What is required: Show, from the entries below, every line in which "gravel" appears.

[Dataset entries]
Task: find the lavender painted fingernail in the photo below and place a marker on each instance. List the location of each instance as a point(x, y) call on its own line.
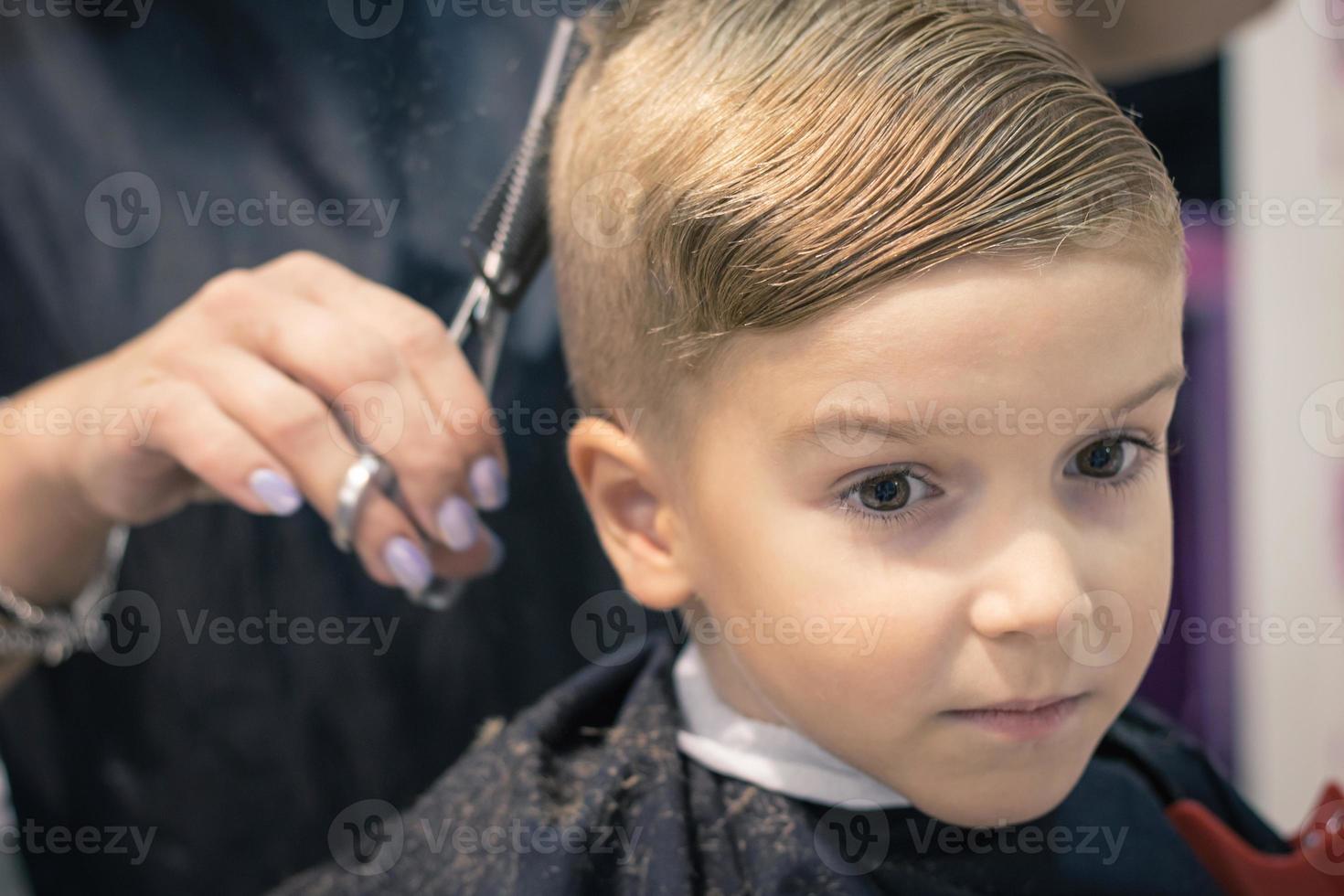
point(276, 492)
point(408, 563)
point(486, 483)
point(459, 524)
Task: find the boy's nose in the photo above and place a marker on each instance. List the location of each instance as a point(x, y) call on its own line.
point(1026, 586)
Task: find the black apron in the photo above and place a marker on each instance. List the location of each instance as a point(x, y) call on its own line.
point(586, 793)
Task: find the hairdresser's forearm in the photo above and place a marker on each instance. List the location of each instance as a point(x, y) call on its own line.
point(53, 539)
point(51, 544)
point(1128, 39)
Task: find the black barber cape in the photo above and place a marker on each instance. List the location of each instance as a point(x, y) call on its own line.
point(586, 793)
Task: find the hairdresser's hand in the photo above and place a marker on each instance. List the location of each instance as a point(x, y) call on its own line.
point(234, 395)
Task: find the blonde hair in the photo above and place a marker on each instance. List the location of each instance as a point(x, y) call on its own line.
point(726, 165)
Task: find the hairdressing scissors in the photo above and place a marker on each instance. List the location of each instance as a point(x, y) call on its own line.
point(508, 240)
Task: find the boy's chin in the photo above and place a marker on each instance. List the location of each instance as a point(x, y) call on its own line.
point(998, 804)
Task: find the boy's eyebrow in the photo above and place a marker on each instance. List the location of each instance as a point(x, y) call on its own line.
point(851, 427)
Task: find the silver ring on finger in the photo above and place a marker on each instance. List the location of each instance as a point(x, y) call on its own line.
point(354, 493)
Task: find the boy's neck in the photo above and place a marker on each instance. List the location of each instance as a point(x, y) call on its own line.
point(773, 756)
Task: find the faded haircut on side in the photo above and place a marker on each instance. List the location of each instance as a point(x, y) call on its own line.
point(729, 165)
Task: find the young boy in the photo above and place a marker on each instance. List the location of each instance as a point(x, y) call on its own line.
point(897, 292)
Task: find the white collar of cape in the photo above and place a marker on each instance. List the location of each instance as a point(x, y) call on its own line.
point(772, 756)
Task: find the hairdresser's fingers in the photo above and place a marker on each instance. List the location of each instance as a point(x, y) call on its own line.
point(292, 423)
point(228, 460)
point(480, 560)
point(369, 387)
point(457, 407)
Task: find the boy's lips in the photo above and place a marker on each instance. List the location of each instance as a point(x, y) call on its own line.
point(1023, 719)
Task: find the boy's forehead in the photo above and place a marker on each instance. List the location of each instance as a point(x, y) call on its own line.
point(1089, 334)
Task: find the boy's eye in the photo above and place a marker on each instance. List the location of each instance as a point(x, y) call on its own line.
point(889, 492)
point(1106, 458)
point(886, 493)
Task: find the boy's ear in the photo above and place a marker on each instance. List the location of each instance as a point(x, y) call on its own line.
point(626, 498)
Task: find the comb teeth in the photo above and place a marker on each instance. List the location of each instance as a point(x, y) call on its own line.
point(508, 238)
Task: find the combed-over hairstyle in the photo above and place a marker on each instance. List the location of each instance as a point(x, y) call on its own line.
point(728, 165)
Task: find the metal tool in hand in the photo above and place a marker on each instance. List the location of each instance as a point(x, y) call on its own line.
point(508, 240)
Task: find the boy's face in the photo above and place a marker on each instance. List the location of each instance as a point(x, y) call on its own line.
point(997, 532)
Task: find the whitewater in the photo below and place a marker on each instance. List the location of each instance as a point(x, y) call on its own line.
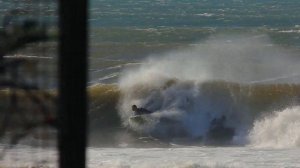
point(189, 62)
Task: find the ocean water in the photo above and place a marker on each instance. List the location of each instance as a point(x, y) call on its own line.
point(190, 62)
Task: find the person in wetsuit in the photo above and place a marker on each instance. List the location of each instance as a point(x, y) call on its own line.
point(140, 111)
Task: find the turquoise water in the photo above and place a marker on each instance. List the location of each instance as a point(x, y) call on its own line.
point(126, 32)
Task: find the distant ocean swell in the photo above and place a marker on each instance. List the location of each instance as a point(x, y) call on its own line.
point(188, 108)
point(245, 78)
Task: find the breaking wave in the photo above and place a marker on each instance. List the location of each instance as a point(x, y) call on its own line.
point(241, 78)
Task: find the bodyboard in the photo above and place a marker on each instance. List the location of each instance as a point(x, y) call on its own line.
point(138, 119)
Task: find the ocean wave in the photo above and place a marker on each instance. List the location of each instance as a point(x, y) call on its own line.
point(278, 130)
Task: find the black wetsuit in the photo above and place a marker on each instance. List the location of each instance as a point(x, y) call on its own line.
point(140, 111)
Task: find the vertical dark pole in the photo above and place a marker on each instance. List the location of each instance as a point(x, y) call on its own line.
point(72, 116)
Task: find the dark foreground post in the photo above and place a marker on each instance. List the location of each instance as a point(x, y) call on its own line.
point(72, 116)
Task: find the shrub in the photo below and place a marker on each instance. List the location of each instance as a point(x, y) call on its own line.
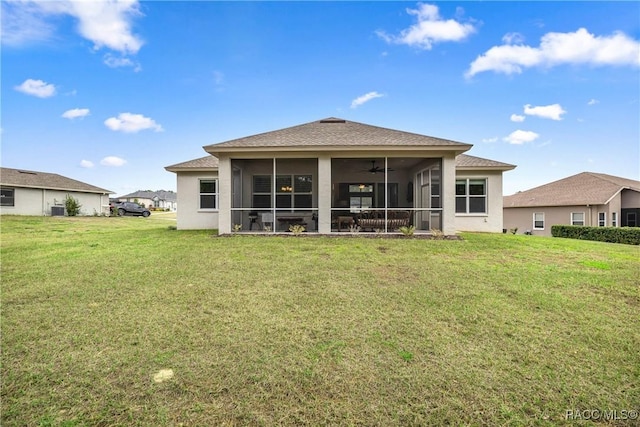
point(626, 235)
point(72, 205)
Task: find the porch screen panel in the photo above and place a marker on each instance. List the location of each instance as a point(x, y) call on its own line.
point(262, 191)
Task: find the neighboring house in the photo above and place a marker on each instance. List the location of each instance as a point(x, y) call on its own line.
point(330, 174)
point(39, 193)
point(157, 199)
point(592, 199)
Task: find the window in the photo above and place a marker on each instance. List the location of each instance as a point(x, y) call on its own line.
point(7, 196)
point(471, 195)
point(538, 221)
point(292, 191)
point(208, 194)
point(602, 219)
point(577, 218)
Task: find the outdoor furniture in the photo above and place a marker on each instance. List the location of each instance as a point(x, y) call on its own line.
point(375, 220)
point(348, 220)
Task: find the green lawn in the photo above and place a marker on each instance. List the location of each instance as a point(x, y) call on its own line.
point(495, 330)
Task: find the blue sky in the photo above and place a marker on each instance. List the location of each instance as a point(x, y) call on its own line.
point(110, 93)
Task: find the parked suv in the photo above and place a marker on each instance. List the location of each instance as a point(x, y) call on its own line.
point(129, 208)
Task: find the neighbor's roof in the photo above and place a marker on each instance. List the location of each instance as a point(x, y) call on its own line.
point(586, 188)
point(197, 165)
point(48, 181)
point(162, 195)
point(332, 133)
point(466, 162)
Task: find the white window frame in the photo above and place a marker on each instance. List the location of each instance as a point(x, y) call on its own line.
point(573, 220)
point(214, 194)
point(535, 221)
point(468, 196)
point(602, 219)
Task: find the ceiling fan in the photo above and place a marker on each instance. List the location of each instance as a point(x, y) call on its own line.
point(376, 169)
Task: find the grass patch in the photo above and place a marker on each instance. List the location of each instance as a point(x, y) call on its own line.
point(489, 330)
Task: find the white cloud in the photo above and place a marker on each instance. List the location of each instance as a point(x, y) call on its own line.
point(579, 47)
point(131, 123)
point(520, 137)
point(365, 98)
point(105, 23)
point(37, 88)
point(75, 113)
point(553, 111)
point(490, 140)
point(429, 29)
point(112, 61)
point(113, 161)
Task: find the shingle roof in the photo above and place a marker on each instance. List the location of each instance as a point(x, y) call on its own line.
point(332, 133)
point(162, 195)
point(200, 164)
point(49, 181)
point(464, 161)
point(586, 188)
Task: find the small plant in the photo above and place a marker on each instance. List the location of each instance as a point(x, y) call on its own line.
point(437, 233)
point(407, 230)
point(72, 205)
point(297, 229)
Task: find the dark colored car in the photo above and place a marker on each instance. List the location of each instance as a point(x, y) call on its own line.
point(129, 208)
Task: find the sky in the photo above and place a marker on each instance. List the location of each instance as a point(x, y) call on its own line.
point(111, 92)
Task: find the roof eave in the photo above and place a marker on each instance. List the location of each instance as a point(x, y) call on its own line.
point(457, 149)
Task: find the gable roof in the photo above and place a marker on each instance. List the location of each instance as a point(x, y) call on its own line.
point(334, 133)
point(466, 162)
point(202, 164)
point(161, 194)
point(586, 188)
point(50, 181)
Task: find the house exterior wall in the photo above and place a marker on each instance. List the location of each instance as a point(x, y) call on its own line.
point(522, 218)
point(38, 201)
point(190, 216)
point(630, 199)
point(492, 220)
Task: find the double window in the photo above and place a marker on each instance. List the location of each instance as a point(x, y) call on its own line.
point(7, 197)
point(577, 218)
point(471, 195)
point(602, 219)
point(208, 194)
point(292, 191)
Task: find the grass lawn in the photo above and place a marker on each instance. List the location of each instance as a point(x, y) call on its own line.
point(494, 330)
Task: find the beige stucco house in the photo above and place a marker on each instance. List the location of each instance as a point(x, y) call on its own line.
point(591, 199)
point(334, 175)
point(25, 192)
point(161, 199)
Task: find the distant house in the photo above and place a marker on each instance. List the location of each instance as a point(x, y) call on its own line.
point(592, 199)
point(334, 175)
point(25, 192)
point(160, 199)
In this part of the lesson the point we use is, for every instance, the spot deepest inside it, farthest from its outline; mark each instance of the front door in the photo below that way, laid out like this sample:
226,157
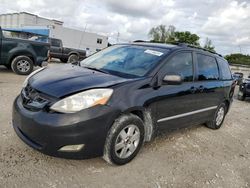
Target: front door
176,103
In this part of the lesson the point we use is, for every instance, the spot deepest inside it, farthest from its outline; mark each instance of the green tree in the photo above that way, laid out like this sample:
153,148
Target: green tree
187,37
162,34
208,45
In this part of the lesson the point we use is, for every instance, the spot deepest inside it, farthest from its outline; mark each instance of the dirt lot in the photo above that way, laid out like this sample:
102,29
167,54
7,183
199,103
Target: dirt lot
193,157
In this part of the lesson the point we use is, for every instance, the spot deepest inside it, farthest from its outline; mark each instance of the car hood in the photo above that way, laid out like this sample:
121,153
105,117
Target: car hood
59,81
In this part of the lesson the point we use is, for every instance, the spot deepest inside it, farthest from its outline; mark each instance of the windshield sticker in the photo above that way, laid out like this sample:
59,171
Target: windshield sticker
153,52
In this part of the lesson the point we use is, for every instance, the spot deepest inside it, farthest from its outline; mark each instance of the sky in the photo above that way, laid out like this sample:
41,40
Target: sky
225,22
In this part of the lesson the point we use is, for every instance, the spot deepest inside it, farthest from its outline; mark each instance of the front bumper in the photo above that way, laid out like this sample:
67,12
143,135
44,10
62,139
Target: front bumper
48,132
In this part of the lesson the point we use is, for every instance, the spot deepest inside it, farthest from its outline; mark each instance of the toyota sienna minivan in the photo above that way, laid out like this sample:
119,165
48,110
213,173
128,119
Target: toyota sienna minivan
112,102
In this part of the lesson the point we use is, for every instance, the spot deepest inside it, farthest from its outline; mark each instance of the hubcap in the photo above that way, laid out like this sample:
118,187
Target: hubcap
127,141
220,116
23,66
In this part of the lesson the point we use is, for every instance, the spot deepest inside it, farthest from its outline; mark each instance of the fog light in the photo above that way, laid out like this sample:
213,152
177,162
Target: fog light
71,148
44,64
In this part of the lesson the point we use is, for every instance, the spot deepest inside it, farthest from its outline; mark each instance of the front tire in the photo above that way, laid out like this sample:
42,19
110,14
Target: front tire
124,140
218,117
8,66
22,65
241,97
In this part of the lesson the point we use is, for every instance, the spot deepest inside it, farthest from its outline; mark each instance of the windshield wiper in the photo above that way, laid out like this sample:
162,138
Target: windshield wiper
96,69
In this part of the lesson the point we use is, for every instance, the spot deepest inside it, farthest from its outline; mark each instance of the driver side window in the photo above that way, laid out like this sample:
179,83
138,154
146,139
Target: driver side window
181,64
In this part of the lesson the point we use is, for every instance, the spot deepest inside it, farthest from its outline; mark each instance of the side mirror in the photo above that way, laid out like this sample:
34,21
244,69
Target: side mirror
76,63
172,79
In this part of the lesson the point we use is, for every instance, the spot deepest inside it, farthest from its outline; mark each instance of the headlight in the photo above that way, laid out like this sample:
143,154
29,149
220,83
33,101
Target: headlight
31,74
83,100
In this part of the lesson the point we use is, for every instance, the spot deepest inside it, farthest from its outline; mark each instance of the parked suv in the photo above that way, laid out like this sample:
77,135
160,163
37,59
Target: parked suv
238,77
21,55
117,99
244,89
65,54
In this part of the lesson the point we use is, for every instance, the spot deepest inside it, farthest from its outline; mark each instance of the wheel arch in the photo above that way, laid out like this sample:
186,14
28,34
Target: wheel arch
227,103
21,53
146,116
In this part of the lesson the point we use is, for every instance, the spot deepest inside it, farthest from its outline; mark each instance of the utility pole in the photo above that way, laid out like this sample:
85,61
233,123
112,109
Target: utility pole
118,35
82,35
240,48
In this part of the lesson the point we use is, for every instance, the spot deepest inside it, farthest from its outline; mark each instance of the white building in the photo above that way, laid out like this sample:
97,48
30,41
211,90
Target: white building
72,38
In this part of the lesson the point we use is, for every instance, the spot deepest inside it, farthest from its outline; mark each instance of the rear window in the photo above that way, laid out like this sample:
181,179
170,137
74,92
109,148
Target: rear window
225,70
207,68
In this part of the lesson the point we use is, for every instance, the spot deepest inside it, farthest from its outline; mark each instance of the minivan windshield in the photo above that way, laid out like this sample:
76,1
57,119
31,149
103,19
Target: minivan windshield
125,60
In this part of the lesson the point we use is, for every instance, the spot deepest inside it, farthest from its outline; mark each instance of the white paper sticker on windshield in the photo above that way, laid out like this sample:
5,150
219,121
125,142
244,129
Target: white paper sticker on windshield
153,52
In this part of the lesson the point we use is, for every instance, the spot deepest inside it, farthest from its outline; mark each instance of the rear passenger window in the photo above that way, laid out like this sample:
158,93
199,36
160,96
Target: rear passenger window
207,68
225,70
181,64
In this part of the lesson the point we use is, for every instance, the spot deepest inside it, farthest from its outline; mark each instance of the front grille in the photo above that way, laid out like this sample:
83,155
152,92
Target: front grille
32,99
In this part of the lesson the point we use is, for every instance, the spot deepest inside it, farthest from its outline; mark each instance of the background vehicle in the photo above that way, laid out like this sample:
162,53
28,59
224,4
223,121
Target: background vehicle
134,90
244,89
21,55
238,76
69,55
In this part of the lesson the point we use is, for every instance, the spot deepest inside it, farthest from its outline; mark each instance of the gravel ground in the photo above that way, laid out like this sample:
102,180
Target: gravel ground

Exercise response:
In this part of the lesson the point we use is, for every instance, the spot deepest inside it, farthest from its outline; mark each instance of the gravel ground in the photo above that way, laid out like this sample:
Target: gravel ground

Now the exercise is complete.